TASK REQUIREMENTS:
A: Answer these questions about the Excel case-conversion guide:
(i) Which keyboard shortcut runs Flash Fill?
(ii) In the free macro, what do you type to get lowercase?
(iii) In the scenario table, which method is best for recurring cleanup of imports?
B: Edit the Excel case-conversion guide from "- A free VBA" up to and including "Proper Case tool.", replacing "one prompt" with "a single prompt".
PAGE EXTRACT Start Marker
How to Change Text to UPPERCASE or lowercase in Excel
Three ways to convert text case in Excel: UPPER and LOWER formulas, Flash Fill, and a free macro that converts in place across a whole column.
2026-04-28
The "everything is in the wrong case" problem
You inherited a column of names in ALL CAPS. Or a column of email addresses in mixed case where dedup fails because Alex@Example.com and alex@example.com are technically different strings. Excel has functions for both directions but using them on a column of data is a multi-step shuffle. Here are the three real options.
TL;DR — Key takeaways
=UPPER()and=LOWER()work but require a helper column and paste-as-values cleanup.- Flash Fill (Ctrl+E) learns the pattern and works for visible columns, less reliably for long ones.
- A free VBA macro does the conversion in place with one prompt: pick UPPERCASE or lowercase.
- For Title Case, see the dedicated Convert Text to Proper Case tool.
Method 1: =UPPER and =LOWER formulas
=UPPER(A2)
=LOWER(A2)
Drop in a helper column, fill down, copy, paste-as-values back, delete helper. Same workflow you'd use for =PROPER.
The catch: four steps. Plenty of room for misclick.
Method 2: Flash Fill (Ctrl+E)
Type the converted version of the first cell next to the source. Press Ctrl+E. Excel learns the pattern and fills.
The catch: Flash Fill can guess wrong. For UPPERCASE/lowercase it usually works, but on long lists with subtle variations it sometimes makes a mess.
Method 3: The free VBA macro
Download Change Case to UPPERCASE or lowercase. Free .xlsm with one macro.
- Select the range.
- Alt + F8, pick the macro, click Run.
- Type 1 for UPPERCASE or 2 for lowercase.
- Done.
In place. No helper column. No formulas.
When to use which
| Scenario | Best method |
|---|---|
| One-off small column | UPPER/LOWER formula |
| Long column, simple pattern | Flash Fill |
| Recurring cleanup of imports | VBA macro |
| Mixed case to Title Case (proper) | Use Proper Case macro instead |
A common scenario: pre-dedupe email normalization
Email addresses are case-insensitive per RFC, but Excel treats Alex@Example.com and alex@example.com as different strings. Before deduping a contact list:
- Select the email column.
- Run Change Case to UPPERCASE or lowercase with mode
2(lowercase). - Run Remove Duplicates by Multiple Columns using the email column.
Without step 1, dedupe misses the case variants. With step 1, you get a clean dedupe.
Frequently asked questions
Will it convert numbers and dates?
No. The macro only touches text-string cells. Numbers, dates, and booleans are skipped because case doesn't apply.
What about formula cells?
Skipped. Changing case on a formula doesn't affect the result. To convert formula results, freeze them first with Convert Formulas to Values.
Does it handle international characters correctly?
VBA's UCase and LCase handle Latin-script accents (café to CAFÉ). Cyrillic, Greek, and most other scripts also handle. Edge cases like German ß to SS may not transform exactly per Unicode spec.
Can I undo it?
Yes, Ctrl/Cmd + Z right after running.
What to do next
If your real need is Title Case (capitalize first letter of each word), use Convert Text to Proper Case. For mixed-case inconsistency in a name list, the Proper Case tool is usually what you want, not UPPER or lower.
PAGE EXTRACT End Marker
ENTRIES PROVIDED Start Marker
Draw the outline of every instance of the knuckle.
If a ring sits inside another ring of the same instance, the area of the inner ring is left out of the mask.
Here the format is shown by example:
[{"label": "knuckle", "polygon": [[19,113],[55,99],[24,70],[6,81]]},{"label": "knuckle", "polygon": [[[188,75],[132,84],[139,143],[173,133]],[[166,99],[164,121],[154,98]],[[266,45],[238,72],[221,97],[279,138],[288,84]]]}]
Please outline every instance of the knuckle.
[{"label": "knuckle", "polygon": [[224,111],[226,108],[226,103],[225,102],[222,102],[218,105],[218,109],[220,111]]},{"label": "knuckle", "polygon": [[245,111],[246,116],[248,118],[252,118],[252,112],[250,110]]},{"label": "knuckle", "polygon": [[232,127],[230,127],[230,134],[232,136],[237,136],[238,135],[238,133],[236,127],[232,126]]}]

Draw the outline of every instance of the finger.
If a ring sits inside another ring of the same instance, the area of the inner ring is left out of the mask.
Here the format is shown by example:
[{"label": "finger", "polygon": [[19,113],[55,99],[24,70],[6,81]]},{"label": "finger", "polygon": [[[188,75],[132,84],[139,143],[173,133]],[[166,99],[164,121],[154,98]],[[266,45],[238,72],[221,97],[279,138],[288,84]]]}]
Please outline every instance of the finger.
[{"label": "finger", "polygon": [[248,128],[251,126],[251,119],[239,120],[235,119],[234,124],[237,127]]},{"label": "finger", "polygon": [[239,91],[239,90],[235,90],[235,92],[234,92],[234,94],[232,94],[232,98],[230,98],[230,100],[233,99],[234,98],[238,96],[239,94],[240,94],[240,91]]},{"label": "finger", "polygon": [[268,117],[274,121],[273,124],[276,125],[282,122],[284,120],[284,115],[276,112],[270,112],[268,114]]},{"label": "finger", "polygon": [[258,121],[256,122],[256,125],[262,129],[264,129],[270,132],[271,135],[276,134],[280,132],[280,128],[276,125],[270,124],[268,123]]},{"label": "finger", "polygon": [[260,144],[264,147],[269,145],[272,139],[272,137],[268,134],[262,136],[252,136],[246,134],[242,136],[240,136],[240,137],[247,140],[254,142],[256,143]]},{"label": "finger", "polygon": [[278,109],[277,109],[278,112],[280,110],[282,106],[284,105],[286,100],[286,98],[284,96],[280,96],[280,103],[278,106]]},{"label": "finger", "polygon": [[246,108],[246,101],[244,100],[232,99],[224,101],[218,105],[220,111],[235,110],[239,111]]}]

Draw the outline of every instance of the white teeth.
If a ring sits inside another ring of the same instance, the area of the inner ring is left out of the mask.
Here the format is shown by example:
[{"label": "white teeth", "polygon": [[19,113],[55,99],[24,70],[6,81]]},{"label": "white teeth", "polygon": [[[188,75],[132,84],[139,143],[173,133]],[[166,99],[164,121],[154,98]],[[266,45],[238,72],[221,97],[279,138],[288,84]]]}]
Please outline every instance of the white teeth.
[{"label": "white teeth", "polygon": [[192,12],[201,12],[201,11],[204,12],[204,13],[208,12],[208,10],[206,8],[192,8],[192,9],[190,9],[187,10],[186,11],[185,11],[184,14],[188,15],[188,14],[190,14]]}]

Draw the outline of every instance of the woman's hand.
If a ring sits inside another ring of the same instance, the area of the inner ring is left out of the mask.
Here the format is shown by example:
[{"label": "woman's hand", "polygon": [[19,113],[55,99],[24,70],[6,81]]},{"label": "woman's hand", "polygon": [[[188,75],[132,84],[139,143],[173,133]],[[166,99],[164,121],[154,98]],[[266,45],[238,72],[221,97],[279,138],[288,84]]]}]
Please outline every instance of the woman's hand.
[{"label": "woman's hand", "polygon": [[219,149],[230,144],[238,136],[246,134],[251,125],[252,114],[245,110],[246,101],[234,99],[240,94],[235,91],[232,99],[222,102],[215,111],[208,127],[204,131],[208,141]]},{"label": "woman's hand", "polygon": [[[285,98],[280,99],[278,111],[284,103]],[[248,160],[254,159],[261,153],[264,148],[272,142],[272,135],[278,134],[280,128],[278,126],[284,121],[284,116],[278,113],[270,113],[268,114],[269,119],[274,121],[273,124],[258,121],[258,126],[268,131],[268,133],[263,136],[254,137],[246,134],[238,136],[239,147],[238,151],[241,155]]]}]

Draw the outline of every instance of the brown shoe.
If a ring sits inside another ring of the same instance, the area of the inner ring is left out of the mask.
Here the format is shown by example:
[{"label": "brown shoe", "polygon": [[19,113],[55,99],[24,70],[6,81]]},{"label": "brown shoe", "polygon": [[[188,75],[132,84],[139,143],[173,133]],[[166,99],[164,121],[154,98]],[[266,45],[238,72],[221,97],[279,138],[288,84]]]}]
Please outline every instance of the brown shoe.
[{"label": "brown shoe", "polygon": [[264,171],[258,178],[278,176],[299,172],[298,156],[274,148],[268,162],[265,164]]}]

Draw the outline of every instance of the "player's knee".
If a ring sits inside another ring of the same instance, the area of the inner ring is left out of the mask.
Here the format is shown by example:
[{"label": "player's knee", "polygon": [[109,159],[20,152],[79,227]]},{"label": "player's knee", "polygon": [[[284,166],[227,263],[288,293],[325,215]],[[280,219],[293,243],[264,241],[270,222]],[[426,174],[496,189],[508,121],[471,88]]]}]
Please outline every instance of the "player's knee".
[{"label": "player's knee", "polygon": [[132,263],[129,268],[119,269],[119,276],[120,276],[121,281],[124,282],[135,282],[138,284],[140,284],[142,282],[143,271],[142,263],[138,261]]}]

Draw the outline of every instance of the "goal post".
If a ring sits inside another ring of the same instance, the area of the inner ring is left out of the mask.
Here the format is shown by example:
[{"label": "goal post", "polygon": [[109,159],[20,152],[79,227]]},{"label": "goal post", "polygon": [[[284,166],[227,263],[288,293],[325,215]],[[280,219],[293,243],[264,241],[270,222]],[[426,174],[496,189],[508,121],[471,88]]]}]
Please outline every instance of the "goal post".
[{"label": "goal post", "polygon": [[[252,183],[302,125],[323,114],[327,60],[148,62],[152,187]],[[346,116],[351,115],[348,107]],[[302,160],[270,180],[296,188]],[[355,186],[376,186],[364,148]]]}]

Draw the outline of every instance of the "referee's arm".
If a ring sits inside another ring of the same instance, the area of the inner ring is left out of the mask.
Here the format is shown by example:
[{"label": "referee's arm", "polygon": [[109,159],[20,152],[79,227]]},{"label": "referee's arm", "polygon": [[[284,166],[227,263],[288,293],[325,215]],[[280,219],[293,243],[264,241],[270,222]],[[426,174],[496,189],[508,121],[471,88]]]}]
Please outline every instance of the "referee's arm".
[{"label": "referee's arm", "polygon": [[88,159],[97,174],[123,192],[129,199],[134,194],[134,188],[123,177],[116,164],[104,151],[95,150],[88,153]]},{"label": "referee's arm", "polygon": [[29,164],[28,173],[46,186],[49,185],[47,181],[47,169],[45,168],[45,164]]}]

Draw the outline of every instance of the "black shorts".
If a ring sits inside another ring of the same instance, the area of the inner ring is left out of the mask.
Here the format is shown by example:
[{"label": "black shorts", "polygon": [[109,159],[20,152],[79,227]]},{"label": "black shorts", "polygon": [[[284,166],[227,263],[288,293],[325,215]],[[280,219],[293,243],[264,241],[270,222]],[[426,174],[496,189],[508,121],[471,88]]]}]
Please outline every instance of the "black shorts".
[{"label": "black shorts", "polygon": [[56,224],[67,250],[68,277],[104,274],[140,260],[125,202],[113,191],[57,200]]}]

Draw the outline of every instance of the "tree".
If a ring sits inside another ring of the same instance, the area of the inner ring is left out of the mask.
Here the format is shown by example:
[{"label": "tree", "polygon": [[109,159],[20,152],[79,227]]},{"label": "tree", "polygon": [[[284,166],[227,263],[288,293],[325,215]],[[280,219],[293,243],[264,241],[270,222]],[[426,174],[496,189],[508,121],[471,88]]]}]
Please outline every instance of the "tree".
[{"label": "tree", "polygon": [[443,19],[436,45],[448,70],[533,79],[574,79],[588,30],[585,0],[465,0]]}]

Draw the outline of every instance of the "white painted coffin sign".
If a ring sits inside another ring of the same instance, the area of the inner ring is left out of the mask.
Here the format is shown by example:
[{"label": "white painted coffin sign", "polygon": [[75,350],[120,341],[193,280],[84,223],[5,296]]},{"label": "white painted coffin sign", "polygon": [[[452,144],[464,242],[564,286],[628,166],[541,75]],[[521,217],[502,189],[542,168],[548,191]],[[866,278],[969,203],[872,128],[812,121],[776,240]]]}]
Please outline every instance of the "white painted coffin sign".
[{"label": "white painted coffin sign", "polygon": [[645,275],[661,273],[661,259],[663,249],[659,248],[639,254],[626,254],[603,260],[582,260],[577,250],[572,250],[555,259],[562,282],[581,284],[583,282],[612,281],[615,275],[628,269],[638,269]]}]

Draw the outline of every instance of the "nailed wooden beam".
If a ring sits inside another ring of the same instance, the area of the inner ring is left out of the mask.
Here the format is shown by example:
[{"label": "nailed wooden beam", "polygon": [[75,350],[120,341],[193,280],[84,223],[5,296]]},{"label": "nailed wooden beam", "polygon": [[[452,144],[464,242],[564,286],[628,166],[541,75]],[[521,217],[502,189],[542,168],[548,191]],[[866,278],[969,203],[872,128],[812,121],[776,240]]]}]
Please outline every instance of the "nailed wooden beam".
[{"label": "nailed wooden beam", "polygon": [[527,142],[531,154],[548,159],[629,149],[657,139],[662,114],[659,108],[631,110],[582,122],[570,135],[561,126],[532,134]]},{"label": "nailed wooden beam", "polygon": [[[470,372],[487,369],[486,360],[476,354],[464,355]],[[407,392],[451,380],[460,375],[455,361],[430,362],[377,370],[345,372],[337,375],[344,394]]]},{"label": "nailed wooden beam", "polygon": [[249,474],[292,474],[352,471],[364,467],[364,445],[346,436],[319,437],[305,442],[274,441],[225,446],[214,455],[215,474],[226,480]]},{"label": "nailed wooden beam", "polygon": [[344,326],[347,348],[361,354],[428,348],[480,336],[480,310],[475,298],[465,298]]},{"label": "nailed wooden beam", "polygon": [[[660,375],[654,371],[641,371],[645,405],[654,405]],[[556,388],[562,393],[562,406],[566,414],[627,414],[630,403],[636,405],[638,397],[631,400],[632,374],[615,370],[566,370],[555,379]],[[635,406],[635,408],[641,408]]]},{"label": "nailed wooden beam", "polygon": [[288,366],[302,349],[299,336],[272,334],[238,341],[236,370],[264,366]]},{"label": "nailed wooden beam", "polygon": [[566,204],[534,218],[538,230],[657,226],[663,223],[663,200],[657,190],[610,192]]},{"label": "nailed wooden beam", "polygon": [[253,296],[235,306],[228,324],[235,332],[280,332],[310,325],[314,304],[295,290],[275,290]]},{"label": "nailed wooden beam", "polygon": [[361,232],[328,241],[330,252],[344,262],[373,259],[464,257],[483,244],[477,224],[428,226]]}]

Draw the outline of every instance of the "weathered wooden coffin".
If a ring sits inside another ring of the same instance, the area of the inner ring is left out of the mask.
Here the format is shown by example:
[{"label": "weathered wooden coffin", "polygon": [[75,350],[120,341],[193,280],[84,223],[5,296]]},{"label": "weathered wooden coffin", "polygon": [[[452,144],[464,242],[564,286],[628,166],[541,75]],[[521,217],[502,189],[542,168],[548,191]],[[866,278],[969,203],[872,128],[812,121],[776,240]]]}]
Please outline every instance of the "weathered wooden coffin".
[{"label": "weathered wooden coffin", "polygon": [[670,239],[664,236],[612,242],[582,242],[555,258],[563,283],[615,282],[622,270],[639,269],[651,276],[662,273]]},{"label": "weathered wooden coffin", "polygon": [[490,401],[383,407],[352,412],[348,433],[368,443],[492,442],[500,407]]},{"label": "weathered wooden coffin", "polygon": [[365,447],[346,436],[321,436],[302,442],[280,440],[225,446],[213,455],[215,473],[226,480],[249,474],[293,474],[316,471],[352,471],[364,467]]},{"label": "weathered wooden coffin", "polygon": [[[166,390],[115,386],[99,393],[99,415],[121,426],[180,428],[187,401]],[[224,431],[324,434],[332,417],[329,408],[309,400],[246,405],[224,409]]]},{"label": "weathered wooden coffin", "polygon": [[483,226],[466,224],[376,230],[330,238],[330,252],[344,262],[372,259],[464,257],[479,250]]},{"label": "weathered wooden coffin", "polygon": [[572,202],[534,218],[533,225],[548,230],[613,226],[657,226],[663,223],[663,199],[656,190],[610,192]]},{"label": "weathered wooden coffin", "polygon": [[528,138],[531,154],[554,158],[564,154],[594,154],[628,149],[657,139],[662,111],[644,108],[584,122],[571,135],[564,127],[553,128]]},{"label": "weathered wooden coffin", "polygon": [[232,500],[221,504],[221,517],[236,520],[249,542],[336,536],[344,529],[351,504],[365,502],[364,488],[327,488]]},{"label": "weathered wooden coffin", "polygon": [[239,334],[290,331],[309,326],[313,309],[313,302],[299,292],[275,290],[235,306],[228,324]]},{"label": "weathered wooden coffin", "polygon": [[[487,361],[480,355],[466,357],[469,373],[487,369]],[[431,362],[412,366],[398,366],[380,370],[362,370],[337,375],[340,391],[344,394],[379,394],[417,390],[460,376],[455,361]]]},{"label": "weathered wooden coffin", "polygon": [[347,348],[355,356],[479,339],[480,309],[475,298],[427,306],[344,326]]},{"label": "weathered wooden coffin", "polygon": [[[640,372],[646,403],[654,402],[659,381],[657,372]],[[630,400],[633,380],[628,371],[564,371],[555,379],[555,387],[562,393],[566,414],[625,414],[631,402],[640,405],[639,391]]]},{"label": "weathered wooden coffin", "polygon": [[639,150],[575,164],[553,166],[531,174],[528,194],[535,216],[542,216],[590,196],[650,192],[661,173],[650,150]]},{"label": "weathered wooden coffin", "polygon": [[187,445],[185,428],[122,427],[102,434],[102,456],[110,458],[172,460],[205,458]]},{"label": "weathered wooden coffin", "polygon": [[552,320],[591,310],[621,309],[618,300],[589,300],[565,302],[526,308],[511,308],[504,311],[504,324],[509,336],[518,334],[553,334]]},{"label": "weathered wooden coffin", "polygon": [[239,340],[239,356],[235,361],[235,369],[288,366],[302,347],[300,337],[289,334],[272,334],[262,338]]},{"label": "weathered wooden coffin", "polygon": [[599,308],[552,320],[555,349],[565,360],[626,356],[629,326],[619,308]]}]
ENTRIES PROVIDED End Marker
TASK-BY-TASK OUTPUTS:
A:
(i) Ctrl+E
(ii) 2
(iii) The VBA macro

B:
- A free VBA macro does the conversion in place with a single prompt: pick UPPERCASE or lowercase.
- For Title Case, see the dedicated Convert Text to Proper Case tool.